* _DAFTAR TUGAS_:
a: Menurut teks tentang pemilu, bagaimana sikap para ulama terhadap masalah pemilu?
b: Salin bagian teks tentang pemilu antara "Masalah ini memang" dan "muslim secara luas.", termasuk kedua batas tersebut.
c: Ringkas teks tentang pemilu dalam dua kalimat.

* _TEKS SUMBER_:
Bersama Bahagia Dalam Naungan Islam

Antara Golput dan Tidak Dalam Pemilu

Antara Mashlahat dan Mudharat

Perlu diketahui bersama bahwa pemilu dewasa ini merupakan perkara besar bagi umat islam yang harus disikapi dengan jiwa yang besar pula. Terlebih hampir semua Negara yang ada telah menggunakan sistem demokrasi semacam ini untuk memilih pemimpin mereka atau wakil-wakil mereka yang hendak duduk di kursi kepemerintahan.

Masalah ini memang menjadi pembahasan yang menimbulkan pro dan kontra di kalangan para ulama. Ada yang membolehkan dan ada juga yang melarangnya. Pada prinsipnya, pemilu atau sistem demokrasi memang bukan sistem syar'i yang digunakan untuk memilih seorang pemimpin. Namun demikian, sistem ini sudah menjadi bagian dari Negara kita yang memiliki otoritas hukum yang mengikat dimana setiap warga negaranya pasti akan terlibat dalam sistem ini.

Ini adalah sebuah kenyataan yang menunjukkan masalah pemilu merupakan masalah besar dan penting, dan jawaban dari setiap pertanyaan yang terkait dengannya juga sangat penting dan dibutuhkan oleh masyarakat muslim secara luas.

* _KUMPULAN ITEM_:
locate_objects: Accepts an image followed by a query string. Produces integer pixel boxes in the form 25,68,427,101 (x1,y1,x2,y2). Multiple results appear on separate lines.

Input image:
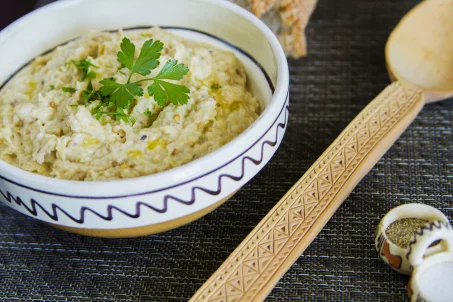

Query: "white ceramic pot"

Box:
375,203,448,275
0,0,289,237
408,221,453,302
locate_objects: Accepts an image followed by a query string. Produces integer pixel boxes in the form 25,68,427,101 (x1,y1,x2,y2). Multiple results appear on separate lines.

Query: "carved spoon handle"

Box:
191,82,425,302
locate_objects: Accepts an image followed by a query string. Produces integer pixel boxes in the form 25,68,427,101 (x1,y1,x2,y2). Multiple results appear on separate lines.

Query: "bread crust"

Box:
240,0,317,58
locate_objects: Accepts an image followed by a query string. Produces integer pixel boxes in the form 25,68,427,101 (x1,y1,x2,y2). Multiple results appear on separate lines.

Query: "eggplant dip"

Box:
0,28,260,181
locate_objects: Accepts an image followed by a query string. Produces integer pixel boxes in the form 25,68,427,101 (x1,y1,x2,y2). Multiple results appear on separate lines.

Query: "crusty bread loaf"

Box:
230,0,317,58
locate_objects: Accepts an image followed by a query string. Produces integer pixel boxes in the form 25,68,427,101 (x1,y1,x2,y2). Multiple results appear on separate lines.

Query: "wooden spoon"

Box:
191,0,453,302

* _DAFTAR JAWABAN_:
a: Ada ulama yang membolehkan dan ada juga yang melarangnya.

b:
Masalah ini memang menjadi pembahasan yang menimbulkan pro dan kontra di kalangan para ulama. Ada yang membolehkan dan ada juga yang melarangnya. Pada prinsipnya, pemilu atau sistem demokrasi memang bukan sistem syar'i yang digunakan untuk memilih seorang pemimpin. Namun demikian, sistem ini sudah menjadi bagian dari Negara kita yang memiliki otoritas hukum yang mengikat dimana setiap warga negaranya pasti akan terlibat dalam sistem ini.

Ini adalah sebuah kenyataan yang menunjukkan masalah pemilu merupakan masalah besar dan penting, dan jawaban dari setiap pertanyaan yang terkait dengannya juga sangat penting dan dibutuhkan oleh masyarakat muslim secara luas.

c: Pemilu merupakan perkara besar bagi umat Islam, dan hampir semua negara telah menggunakan sistem demokrasi semacam ini untuk memilih pemimpin atau wakil mereka. Meski menimbulkan pro dan kontra di kalangan ulama dan bukan sistem syar'i, sistem ini sudah menjadi bagian dari negara dengan otoritas hukum yang mengikat setiap warganya, sehingga jawaban atas setiap pertanyaan terkait pemilu sangat dibutuhkan masyarakat muslim secara luas.